Descobertas podem transformar e fortalecer a economia sustentável

BIODIVERSIDADE - Entre os alvos de estudos locais, está a aninga, uma planta aquática que vem sendo analisada pelo Museu Paraense Emílio Goeldi e pela Universidade Federal do Pará para as aplicações tecnológicas da fibra da espécie

Ádria Azevedo | Especial para O Liberal

22/03/2025

O potencial da biodiversidade da flora amazônica é enorme e, em grande parte, ainda desconhecido. Desde as aplicações para a produção de fármacos, passando pelo manejo sustentável da exploração madeireira, seguido pelo uso alimentício de uma diversidade de espécies e chegando até à utilização de partes das plantas ou de seus resíduos na indústria da construção.
____________
» **INSTRUÇÕES**
Copie do texto sobre a biodiversidade amazônica o trecho entre "Descobertas podem transformar" e "indústria da construção.", inclusive.

» **MATERIAL FORNECIDO**
____________
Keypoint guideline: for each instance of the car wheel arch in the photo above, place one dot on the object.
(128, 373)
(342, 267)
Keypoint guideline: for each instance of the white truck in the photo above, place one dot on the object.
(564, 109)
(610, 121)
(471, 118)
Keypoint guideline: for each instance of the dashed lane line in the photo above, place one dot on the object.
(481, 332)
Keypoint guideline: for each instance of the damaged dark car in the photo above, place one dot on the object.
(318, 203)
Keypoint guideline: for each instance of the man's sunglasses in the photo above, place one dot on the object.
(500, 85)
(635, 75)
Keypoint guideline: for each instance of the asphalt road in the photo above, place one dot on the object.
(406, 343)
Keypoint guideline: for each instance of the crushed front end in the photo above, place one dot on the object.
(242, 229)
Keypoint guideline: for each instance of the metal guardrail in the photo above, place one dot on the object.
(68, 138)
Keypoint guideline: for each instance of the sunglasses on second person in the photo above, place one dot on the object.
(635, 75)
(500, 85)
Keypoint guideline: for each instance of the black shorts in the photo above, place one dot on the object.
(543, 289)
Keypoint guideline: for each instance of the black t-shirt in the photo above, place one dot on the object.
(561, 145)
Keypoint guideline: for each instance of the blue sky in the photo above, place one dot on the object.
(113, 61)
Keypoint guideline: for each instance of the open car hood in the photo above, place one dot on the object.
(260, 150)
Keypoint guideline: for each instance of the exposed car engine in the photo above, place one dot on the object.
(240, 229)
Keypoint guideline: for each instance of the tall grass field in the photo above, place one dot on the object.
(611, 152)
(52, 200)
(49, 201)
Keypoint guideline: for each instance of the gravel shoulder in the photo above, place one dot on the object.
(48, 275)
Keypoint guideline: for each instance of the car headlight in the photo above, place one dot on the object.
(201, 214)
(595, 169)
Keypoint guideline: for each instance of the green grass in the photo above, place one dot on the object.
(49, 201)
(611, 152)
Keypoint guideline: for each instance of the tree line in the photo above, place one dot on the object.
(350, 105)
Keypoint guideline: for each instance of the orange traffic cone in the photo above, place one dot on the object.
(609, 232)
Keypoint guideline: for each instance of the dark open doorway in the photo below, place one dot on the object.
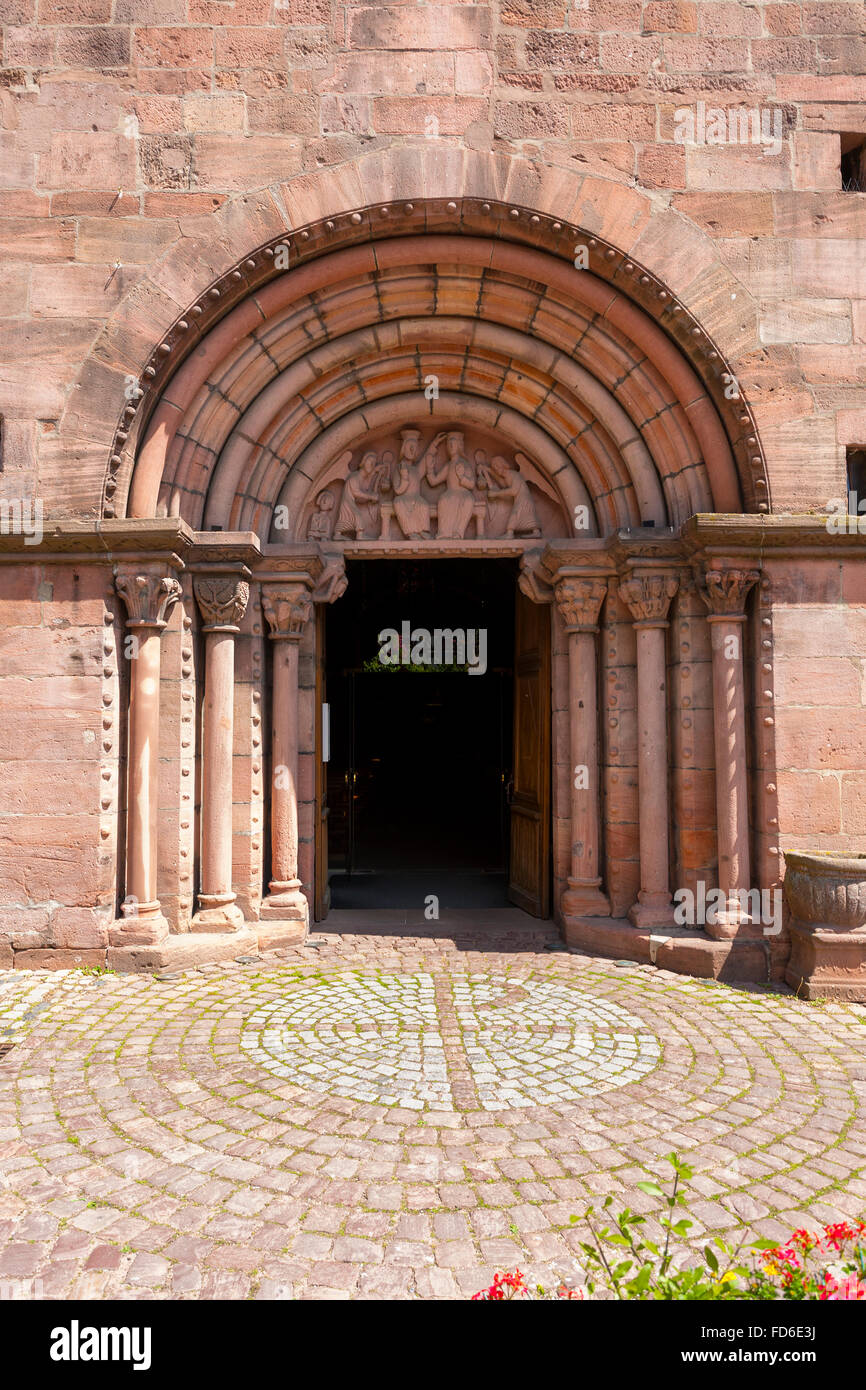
(420, 758)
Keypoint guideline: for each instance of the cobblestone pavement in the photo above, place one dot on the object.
(401, 1116)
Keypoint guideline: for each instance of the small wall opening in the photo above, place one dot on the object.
(855, 469)
(854, 163)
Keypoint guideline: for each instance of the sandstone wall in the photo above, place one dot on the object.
(819, 635)
(132, 131)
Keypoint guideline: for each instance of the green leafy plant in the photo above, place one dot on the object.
(623, 1260)
(635, 1266)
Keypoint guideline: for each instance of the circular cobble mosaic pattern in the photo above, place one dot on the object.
(160, 1139)
(381, 1040)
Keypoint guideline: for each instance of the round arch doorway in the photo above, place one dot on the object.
(424, 805)
(606, 402)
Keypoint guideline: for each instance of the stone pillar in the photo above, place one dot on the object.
(724, 594)
(580, 601)
(287, 608)
(149, 591)
(223, 601)
(648, 594)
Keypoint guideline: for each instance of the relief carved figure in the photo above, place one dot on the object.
(523, 519)
(321, 521)
(431, 492)
(456, 503)
(359, 509)
(413, 510)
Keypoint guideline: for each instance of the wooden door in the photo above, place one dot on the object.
(530, 830)
(321, 895)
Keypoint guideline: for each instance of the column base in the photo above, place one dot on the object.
(652, 909)
(142, 925)
(285, 902)
(584, 900)
(217, 912)
(273, 936)
(827, 963)
(730, 923)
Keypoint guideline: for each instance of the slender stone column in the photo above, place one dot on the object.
(223, 601)
(580, 601)
(287, 608)
(149, 591)
(724, 594)
(648, 594)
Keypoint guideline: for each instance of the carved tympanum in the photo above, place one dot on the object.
(580, 601)
(648, 595)
(287, 608)
(724, 591)
(426, 492)
(221, 598)
(148, 592)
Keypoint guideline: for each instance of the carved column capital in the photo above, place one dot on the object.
(149, 591)
(580, 601)
(287, 609)
(726, 591)
(648, 594)
(221, 599)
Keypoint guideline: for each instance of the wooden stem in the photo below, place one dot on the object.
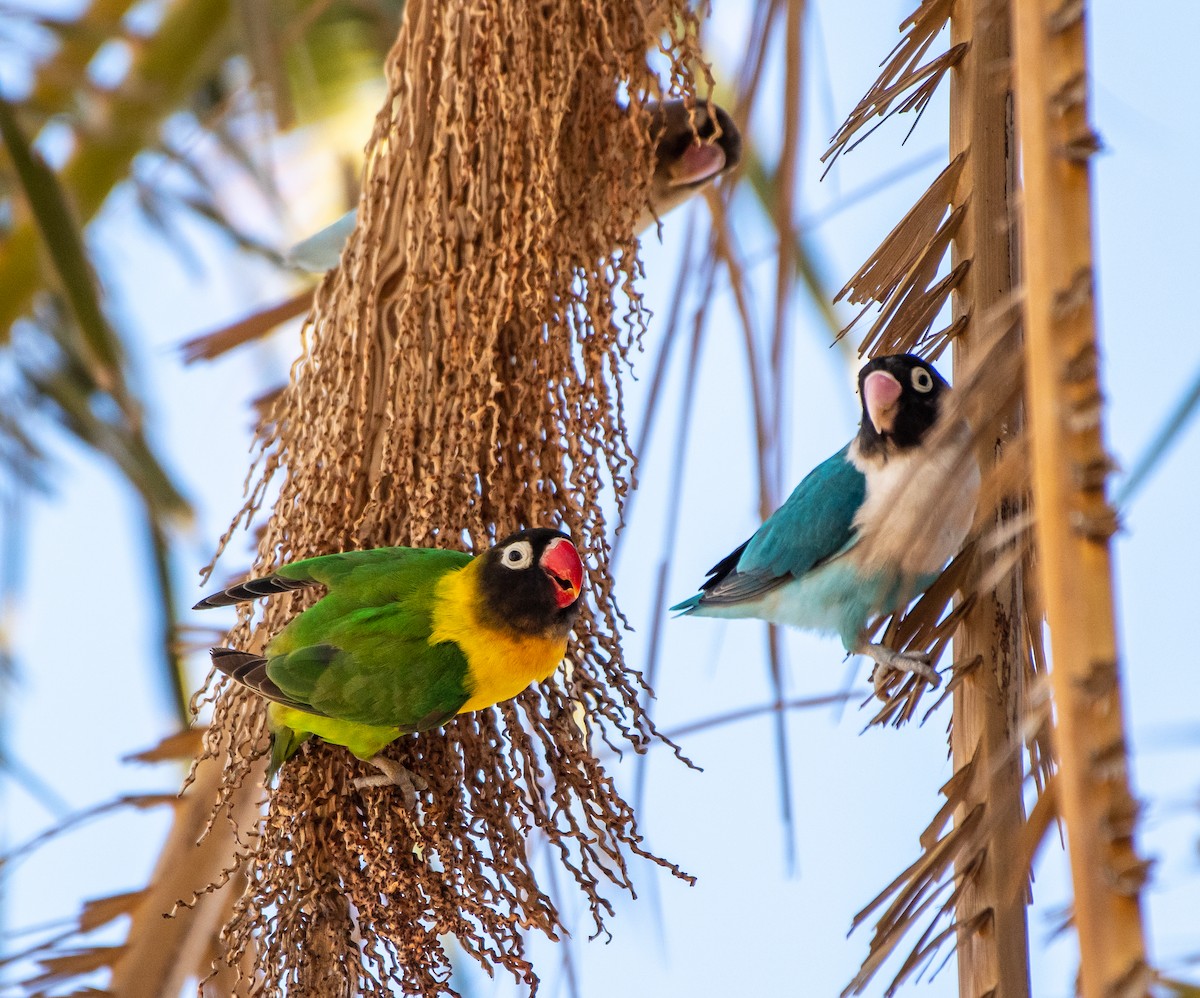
____________
» **SUA RESPOSTA**
Descobertas podem transformar e fortalecer a economia sustentável

BIODIVERSIDADE - Entre os alvos de estudos locais, está a aninga, uma planta aquática que vem sendo analisada pelo Museu Paraense Emílio Goeldi e pela Universidade Federal do Pará para as aplicações tecnológicas da fibra da espécie

Ádria Azevedo | Especial para O Liberal

22/03/2025

O potencial da biodiversidade da flora amazônica é enorme e, em grande parte, ainda desconhecido. Desde as aplicações para a produção de fármacos, passando pelo manejo sustentável da exploração madeireira, seguido pelo uso alimentício de uma diversidade de espécies e chegando até à utilização de partes das plantas ou de seus resíduos na indústria da construção.